- [Exercise aim] Return exactly the span that opens with the line containing "In the photo above, where can the lips" and closes with the final line of the records, both included.

--------------------------------------------------

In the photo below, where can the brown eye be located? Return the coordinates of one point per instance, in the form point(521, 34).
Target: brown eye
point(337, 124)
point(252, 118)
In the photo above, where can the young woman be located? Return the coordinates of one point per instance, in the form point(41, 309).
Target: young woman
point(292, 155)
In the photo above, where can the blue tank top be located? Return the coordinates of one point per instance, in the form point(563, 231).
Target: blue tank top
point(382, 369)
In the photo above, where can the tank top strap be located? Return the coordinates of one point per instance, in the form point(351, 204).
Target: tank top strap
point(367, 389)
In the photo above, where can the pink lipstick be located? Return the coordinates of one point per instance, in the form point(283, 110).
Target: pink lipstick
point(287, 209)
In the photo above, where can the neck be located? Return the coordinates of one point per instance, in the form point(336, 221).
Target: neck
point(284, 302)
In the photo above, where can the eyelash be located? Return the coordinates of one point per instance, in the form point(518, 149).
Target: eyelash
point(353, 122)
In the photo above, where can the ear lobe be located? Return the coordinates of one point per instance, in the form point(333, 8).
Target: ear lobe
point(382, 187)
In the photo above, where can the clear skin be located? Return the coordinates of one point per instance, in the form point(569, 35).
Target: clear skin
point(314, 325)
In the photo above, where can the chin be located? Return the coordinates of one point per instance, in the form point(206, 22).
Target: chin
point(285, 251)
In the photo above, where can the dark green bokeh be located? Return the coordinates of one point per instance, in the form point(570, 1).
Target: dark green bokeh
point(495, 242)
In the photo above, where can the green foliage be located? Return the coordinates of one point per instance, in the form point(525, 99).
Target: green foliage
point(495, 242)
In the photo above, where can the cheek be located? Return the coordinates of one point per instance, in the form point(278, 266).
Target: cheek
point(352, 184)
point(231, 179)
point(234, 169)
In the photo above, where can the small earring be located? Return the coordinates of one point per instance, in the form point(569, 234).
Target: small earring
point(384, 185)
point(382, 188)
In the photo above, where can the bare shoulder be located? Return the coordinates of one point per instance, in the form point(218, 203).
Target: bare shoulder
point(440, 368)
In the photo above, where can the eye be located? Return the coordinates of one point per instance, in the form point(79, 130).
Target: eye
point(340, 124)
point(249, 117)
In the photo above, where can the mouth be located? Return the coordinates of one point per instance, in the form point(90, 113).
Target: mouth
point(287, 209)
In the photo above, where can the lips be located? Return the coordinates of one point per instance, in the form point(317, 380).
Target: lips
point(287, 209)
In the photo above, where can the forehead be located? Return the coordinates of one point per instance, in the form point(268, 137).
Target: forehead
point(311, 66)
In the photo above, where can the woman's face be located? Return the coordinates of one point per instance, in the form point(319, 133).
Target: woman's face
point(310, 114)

--------------------------------------------------

- [Solution to this task]
In the photo above, where can the lips be located? Return the coordinates of one point per instance, in the form point(317, 380).
Target: lips
point(287, 209)
In the photo above, where can the forehead be located? Return the coordinates of one point per instance, in the form point(268, 137).
Target: forehead
point(311, 66)
In the photo above, where can the woman's face be located? Return the coordinates of one point per instance, in the form point(319, 133).
Target: woman's face
point(310, 114)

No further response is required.